Stated problem 1. Write out the passage of the Swiss Camp blog post from "The weather observations" up to and including "productive work done.", word for word.
Stated problem 2. Give again, word for word, the lines of the records from their very first line up to and including the line that contains "408], [1039, 342]]]".

Page excerpt.
## Begin
Boomerang!

May 4th, 2011 by Tom Neumann

May 3, 2011

Your trusty correspondents, Tom (left) and Matt (right), on the way to Swiss Camp! Credit: NASA

When thrown properly, a boomerang will always come back to the thrower.  (When thrown improperly, it ends up over the neighbor’s fence where a dog chews on it, and you don’t get your boomerang back, but that is another story for another day.) This afternoon, Matt and I enjoyed what is known as a boomerang – after an hour and a half flight to Swiss Camp, we weren’t able to land, and so returned to Kangerlussuaq for the night. Perhaps I’m getting ahead of myself.

The weather observations from Swiss Camp reported by Dr. Koni Steffen (who is already out at Swiss Camp, the lucky guy) revealed high winds all morning, up to 40 kts. Far too windy for the Twin Otter to safely land. Consequently, the Twin Otter went elsewhere to pick up cargo from another science group. Matt and I watched the weather carefully during the day, and tried to get some productive work done.

Around 2 p.m. local time, the report from Koni was that the winds had died down, and the weather was improving. After additional reports at 3 p.m. and 4 p.m., the pilots decided it sounded good enough to fly north and check it out. Matt and I helped the cargo crew load the plane with our remaining bags, boxes, and pipes and head north to Swiss Camp.
## End
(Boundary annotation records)
## Begin
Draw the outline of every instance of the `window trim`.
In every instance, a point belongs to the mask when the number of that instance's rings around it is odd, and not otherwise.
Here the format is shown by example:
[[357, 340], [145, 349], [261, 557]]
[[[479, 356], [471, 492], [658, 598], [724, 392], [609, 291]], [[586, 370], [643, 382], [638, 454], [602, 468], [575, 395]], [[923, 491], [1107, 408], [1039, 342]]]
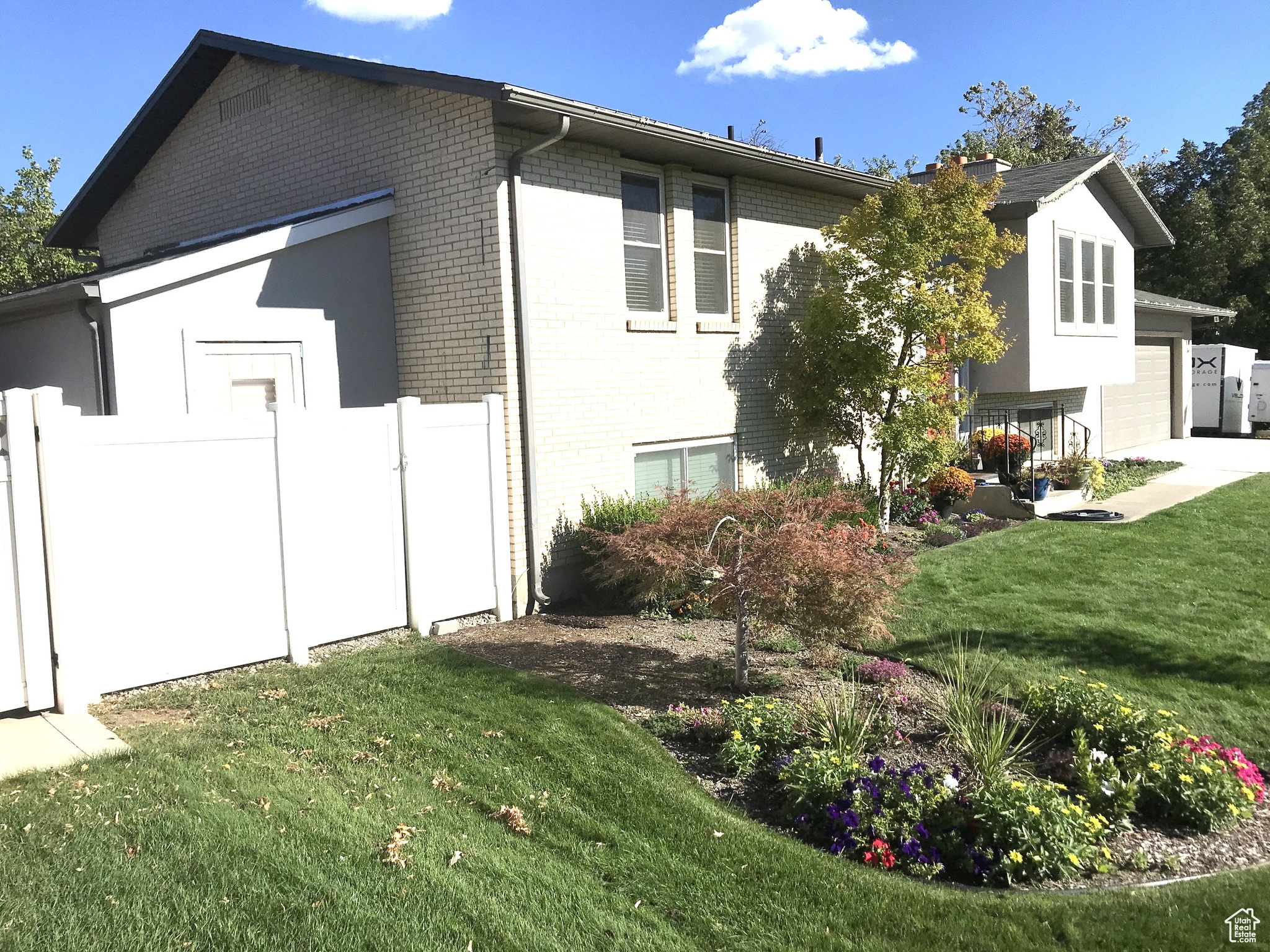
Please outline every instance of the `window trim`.
[[[1099, 329], [1101, 330], [1101, 333], [1111, 335], [1111, 336], [1114, 336], [1115, 334], [1119, 333], [1116, 330], [1116, 327], [1120, 324], [1119, 315], [1116, 314], [1116, 311], [1119, 308], [1116, 308], [1115, 305], [1113, 303], [1111, 321], [1109, 322], [1107, 319], [1106, 319], [1106, 311], [1104, 310], [1102, 305], [1106, 301], [1105, 294], [1106, 294], [1107, 284], [1110, 283], [1110, 286], [1111, 286], [1111, 301], [1113, 302], [1115, 301], [1116, 288], [1119, 287], [1119, 282], [1116, 281], [1116, 272], [1120, 270], [1120, 264], [1119, 264], [1119, 261], [1120, 261], [1120, 249], [1116, 248], [1116, 244], [1118, 242], [1115, 241], [1115, 239], [1099, 239], [1099, 250], [1097, 250], [1097, 255], [1099, 255]], [[1111, 249], [1111, 281], [1110, 282], [1107, 282], [1106, 274], [1102, 270], [1102, 267], [1106, 264], [1106, 258], [1105, 258], [1104, 251], [1102, 251], [1104, 248], [1110, 248]]]
[[[1116, 239], [1106, 239], [1100, 235], [1093, 235], [1086, 231], [1078, 231], [1076, 228], [1064, 228], [1058, 222], [1053, 223], [1053, 256], [1052, 274], [1054, 282], [1053, 292], [1053, 306], [1054, 306], [1054, 334], [1055, 336], [1067, 338], [1114, 338], [1120, 335], [1120, 316], [1115, 316], [1113, 324], [1106, 324], [1102, 317], [1102, 288], [1104, 288], [1104, 275], [1102, 275], [1102, 248], [1111, 246], [1115, 249], [1113, 251], [1113, 288], [1118, 284], [1116, 278], [1123, 274], [1123, 269], [1119, 265], [1120, 241]], [[1072, 322], [1063, 322], [1063, 284], [1062, 284], [1062, 272], [1059, 267], [1059, 239], [1067, 237], [1072, 240]], [[1085, 322], [1085, 281], [1082, 277], [1082, 242], [1093, 242], [1093, 322]]]
[[[706, 322], [715, 324], [732, 324], [733, 319], [733, 301], [735, 298], [733, 281], [732, 281], [732, 189], [728, 188], [726, 179], [715, 179], [706, 175], [691, 175], [688, 176], [688, 197], [692, 197], [692, 189], [697, 185], [704, 188], [716, 189], [723, 192], [723, 263], [724, 274], [726, 275], [728, 286], [728, 305], [723, 311], [705, 312], [697, 310], [697, 217], [695, 207], [688, 208], [688, 217], [692, 222], [692, 240], [688, 242], [688, 251], [692, 255], [692, 316]], [[718, 251], [706, 251], [705, 254], [719, 254]], [[700, 327], [698, 327], [700, 330]]]
[[648, 179], [657, 179], [657, 201], [660, 211], [658, 212], [660, 217], [659, 232], [662, 236], [662, 310], [660, 311], [632, 311], [626, 306], [626, 246], [632, 245], [634, 248], [653, 248], [653, 245], [645, 245], [639, 241], [626, 240], [626, 225], [625, 220], [620, 222], [620, 240], [621, 240], [621, 263], [622, 263], [622, 310], [626, 316], [631, 320], [662, 320], [672, 321], [671, 316], [671, 267], [669, 267], [669, 248], [671, 248], [671, 231], [667, 227], [665, 221], [665, 171], [657, 165], [643, 165], [641, 162], [625, 161], [620, 162], [617, 166], [617, 211], [618, 213], [625, 212], [622, 207], [622, 194], [621, 194], [621, 176], [624, 174], [641, 175]]
[[[698, 447], [732, 447], [732, 466], [728, 472], [732, 476], [729, 489], [737, 490], [737, 434], [730, 433], [724, 437], [701, 437], [698, 439], [669, 439], [669, 440], [655, 440], [652, 443], [632, 443], [631, 444], [631, 494], [635, 495], [639, 490], [635, 487], [635, 457], [640, 453], [664, 453], [668, 449], [678, 449], [683, 453], [681, 459], [681, 472], [683, 473], [683, 482], [687, 481], [688, 476], [688, 453], [690, 449], [696, 449]], [[681, 490], [687, 489], [687, 485], [681, 485]]]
## End
Answer 1.
The weather observations from Swiss Camp reported by Dr. Koni Steffen (who is already out at Swiss Camp, the lucky guy) revealed high winds all morning, up to 40 kts. Far too windy for the Twin Otter to safely land. Consequently, the Twin Otter went elsewhere to pick up cargo from another science group. Matt and I watched the weather carefully during the day, and tried to get some productive work done.

Answer 2.
Draw the outline of every instance of the `window trim`.
In every instance, a point belongs to the mask when the number of that instance's rings around it is odd, and not otherwise.
Here the format is shown by example:
[[357, 340], [145, 349], [261, 557]]
[[[479, 356], [471, 492], [658, 598], [724, 392], [609, 291]], [[586, 370], [643, 382], [638, 454], [602, 468], [575, 395]], [[923, 491], [1107, 408], [1039, 342]]]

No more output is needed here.